§ **Page text**:
The clavecin électrique (or clavessin électrique) was a musical instrument invented in 1759 by Jean-Baptiste Thillaie Delaborde, a French Jesuit priest. It is the earliest surviving electric-powered musical instrument, antedated only by the Denis d'or, which is only known from written accounts.

Delaborde described the instrument in his 1761 publication, Le clavessin électrique. The mechanism was based on a contemporary warning-bell device, and the instrument was essentially an electric carillon. A number of bells, two for each pitch, hang from iron bars along with their clappers (one for each pair). A globe generator charged the prime conductor and the iron bars. The musician pressed a key and one of the bells of the corresponding pair was grounded, cut off from the charge source. The clapper then oscillated between the grounded and the charged bells, producing the desired tone.

§ **Data excerpts**:
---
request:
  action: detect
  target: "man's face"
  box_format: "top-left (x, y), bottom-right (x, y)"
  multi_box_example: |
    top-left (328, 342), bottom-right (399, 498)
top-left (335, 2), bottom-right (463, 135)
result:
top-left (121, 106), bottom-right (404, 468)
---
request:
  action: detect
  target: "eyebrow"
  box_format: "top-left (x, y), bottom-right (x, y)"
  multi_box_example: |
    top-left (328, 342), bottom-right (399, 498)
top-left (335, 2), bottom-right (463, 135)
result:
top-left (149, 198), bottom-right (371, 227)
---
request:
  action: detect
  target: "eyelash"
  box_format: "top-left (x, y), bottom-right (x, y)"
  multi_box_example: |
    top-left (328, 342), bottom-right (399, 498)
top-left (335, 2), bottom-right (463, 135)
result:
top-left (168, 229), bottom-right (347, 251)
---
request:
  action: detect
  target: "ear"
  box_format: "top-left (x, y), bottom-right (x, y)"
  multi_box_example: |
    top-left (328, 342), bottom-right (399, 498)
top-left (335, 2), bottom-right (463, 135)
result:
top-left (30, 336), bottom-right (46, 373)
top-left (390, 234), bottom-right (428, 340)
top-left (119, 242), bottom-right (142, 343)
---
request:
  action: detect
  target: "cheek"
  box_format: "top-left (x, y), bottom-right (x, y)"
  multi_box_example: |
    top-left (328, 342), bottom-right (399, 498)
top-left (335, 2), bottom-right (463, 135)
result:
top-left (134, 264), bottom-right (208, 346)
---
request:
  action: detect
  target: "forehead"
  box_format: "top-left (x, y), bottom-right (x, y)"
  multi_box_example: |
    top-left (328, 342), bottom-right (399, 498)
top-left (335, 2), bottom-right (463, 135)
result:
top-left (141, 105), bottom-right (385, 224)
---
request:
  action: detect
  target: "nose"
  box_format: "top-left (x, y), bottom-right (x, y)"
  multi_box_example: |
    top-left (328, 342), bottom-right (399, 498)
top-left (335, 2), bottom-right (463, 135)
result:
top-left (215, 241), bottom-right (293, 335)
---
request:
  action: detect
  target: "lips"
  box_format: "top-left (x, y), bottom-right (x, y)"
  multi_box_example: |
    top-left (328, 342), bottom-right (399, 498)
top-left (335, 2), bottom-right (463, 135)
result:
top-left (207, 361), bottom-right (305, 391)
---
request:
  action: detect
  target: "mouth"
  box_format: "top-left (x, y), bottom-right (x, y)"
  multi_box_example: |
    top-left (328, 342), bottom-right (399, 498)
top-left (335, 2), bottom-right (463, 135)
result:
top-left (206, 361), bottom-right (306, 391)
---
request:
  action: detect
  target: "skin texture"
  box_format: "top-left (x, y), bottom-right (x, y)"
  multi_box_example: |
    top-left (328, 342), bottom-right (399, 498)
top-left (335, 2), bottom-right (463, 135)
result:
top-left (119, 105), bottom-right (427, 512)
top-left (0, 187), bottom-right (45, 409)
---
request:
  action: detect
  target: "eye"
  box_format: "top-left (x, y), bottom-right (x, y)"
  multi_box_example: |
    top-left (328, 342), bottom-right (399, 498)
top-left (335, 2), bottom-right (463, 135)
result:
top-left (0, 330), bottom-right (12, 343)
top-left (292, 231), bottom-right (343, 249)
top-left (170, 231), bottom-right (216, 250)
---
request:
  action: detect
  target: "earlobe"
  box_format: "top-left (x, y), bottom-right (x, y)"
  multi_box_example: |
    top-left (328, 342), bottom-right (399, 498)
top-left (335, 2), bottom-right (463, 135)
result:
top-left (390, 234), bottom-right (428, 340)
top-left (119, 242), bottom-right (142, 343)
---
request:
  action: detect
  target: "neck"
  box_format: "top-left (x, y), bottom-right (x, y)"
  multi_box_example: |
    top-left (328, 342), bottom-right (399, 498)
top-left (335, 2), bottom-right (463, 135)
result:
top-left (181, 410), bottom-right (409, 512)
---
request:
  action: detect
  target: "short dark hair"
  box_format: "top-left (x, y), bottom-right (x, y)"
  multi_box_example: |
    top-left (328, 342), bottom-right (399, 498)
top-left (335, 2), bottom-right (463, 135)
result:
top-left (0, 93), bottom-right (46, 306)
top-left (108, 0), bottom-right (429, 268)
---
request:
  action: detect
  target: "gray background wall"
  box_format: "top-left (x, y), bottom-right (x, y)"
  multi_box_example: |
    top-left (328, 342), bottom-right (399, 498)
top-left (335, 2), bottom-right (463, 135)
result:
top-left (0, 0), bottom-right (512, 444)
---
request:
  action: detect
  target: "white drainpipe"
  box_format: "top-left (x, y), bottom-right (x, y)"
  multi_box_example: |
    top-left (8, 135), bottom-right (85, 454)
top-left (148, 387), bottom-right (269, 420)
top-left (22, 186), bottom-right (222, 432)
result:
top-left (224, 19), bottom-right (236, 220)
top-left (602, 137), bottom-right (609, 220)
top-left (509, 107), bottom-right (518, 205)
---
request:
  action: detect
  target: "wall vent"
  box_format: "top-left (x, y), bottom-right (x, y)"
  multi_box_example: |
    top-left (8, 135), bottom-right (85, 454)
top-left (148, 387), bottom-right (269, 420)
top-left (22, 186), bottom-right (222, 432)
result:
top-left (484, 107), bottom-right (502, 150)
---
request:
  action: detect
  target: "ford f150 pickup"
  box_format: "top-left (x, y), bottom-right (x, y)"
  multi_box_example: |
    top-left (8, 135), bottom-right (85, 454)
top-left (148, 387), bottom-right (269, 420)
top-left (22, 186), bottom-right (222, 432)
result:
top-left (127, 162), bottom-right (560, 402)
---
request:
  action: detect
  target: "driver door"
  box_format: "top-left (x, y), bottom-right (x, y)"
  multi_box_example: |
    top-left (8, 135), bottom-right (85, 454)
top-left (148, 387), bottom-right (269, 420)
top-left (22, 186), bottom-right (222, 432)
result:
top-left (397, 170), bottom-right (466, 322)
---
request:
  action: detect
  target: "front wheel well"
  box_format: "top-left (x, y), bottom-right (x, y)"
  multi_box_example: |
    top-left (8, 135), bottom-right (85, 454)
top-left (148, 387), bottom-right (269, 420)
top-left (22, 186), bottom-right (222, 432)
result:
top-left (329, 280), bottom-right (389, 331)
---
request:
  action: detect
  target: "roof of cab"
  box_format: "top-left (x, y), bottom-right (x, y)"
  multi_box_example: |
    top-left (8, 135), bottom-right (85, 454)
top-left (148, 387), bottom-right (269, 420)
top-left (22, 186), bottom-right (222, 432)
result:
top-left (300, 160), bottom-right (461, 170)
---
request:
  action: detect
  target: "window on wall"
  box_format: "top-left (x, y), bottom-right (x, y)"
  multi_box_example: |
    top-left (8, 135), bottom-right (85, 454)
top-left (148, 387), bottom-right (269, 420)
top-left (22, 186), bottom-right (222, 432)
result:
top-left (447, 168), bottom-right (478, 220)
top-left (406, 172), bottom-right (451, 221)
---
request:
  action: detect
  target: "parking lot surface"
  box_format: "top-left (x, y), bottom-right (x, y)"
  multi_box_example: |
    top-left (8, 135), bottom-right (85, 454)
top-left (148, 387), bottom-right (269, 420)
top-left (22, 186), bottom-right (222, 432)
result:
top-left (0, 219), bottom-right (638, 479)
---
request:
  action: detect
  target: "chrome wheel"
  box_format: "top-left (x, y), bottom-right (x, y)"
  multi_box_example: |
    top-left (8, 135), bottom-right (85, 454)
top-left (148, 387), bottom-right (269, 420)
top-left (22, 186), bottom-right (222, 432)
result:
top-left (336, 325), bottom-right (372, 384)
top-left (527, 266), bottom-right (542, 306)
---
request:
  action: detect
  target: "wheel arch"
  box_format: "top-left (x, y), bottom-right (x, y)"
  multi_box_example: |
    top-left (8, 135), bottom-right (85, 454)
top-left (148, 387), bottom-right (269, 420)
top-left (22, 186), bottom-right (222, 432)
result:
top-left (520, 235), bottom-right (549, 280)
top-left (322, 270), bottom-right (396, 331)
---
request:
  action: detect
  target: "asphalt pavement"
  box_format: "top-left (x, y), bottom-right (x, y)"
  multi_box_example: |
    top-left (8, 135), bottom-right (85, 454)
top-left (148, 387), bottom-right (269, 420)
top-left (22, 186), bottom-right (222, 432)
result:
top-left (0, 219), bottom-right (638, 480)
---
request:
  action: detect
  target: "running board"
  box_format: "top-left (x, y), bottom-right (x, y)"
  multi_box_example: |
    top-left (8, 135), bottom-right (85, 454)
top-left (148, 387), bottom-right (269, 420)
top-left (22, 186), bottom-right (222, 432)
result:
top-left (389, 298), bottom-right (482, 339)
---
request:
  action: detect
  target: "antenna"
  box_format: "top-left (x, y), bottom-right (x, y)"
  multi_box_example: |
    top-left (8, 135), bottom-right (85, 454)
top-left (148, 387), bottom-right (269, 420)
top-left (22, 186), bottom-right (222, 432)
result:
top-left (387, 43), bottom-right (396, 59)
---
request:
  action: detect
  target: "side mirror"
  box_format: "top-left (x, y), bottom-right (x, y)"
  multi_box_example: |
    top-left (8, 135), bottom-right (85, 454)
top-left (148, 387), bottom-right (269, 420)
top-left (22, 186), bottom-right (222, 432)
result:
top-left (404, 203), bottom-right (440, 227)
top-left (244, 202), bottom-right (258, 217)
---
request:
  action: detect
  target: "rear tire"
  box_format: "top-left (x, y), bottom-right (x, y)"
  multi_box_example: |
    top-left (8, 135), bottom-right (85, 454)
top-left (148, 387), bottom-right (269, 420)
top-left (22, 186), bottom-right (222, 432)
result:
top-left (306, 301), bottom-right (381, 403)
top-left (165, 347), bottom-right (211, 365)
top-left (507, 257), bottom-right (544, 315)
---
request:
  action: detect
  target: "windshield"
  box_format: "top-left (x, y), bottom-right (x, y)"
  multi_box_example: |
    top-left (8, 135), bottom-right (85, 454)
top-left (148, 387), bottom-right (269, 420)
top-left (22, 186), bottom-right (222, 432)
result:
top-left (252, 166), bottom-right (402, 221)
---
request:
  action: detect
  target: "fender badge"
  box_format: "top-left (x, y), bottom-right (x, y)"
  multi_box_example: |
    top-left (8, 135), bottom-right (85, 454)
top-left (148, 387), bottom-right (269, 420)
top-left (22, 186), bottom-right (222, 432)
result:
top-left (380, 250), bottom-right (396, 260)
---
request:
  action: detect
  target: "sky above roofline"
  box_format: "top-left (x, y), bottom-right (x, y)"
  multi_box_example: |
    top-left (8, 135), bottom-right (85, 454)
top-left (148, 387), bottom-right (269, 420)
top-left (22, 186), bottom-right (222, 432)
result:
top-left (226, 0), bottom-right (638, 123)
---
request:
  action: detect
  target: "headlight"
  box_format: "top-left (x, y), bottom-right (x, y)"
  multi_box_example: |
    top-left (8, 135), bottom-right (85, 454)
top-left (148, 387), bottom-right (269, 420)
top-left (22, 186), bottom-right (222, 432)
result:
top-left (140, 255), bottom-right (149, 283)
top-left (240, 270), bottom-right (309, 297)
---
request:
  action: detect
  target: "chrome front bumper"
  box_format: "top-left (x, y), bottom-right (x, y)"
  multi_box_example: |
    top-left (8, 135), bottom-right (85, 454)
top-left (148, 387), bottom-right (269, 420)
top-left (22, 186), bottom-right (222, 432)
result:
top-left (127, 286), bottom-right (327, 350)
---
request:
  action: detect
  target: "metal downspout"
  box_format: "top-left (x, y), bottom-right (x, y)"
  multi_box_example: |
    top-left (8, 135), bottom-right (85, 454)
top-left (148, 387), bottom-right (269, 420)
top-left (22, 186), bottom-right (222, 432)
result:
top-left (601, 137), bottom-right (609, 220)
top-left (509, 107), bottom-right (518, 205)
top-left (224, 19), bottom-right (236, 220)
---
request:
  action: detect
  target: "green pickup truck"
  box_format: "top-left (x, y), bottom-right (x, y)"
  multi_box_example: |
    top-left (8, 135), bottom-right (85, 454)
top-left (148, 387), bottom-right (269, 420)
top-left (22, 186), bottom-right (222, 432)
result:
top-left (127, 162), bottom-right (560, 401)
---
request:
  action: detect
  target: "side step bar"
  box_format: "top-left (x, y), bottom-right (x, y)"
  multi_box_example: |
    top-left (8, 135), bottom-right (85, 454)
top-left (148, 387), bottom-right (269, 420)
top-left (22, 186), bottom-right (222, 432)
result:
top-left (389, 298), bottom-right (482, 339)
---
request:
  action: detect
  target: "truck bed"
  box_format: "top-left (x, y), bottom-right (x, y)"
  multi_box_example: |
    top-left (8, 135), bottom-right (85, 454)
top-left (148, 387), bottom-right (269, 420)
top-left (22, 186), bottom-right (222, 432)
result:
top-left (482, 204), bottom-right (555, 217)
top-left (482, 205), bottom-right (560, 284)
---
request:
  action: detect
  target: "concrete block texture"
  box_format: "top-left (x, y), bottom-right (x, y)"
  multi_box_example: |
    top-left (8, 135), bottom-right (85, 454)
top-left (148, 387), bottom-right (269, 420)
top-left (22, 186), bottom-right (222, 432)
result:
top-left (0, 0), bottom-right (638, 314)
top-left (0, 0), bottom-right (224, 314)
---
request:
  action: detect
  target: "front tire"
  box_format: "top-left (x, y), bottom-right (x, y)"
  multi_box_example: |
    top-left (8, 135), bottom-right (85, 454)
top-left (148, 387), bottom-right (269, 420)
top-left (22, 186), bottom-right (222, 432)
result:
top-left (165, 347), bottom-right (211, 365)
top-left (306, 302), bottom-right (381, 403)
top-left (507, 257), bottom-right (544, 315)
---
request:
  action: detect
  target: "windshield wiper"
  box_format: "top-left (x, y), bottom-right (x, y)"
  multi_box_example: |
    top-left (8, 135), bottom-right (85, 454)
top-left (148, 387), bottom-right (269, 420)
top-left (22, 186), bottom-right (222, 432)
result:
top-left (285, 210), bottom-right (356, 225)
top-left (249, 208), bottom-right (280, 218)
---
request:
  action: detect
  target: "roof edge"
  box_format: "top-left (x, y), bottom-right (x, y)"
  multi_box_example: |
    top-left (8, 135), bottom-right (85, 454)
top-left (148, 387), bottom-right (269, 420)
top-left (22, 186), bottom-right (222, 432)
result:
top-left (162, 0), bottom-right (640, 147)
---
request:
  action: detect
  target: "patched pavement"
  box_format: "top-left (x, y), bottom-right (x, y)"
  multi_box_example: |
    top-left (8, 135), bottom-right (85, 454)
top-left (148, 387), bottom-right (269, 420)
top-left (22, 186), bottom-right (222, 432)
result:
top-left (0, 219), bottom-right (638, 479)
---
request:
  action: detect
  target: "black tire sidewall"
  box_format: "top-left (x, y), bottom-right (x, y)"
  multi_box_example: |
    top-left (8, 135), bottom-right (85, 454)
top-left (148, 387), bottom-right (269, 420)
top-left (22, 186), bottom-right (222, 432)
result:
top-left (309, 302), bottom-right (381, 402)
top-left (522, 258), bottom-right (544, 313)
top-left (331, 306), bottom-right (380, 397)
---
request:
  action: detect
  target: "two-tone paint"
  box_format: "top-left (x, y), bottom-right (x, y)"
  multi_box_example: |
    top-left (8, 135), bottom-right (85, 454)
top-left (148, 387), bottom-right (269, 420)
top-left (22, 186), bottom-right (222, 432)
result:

§ **To be done**: Repeat the clavecin électrique passage word for word, from "Delaborde described the" down to "the desired tone.". None of the data above is needed here.

§ **Answer to the task**:
Delaborde described the instrument in his 1761 publication, Le clavessin électrique. The mechanism was based on a contemporary warning-bell device, and the instrument was essentially an electric carillon. A number of bells, two for each pitch, hang from iron bars along with their clappers (one for each pair). A globe generator charged the prime conductor and the iron bars. The musician pressed a key and one of the bells of the corresponding pair was grounded, cut off from the charge source. The clapper then oscillated between the grounded and the charged bells, producing the desired tone.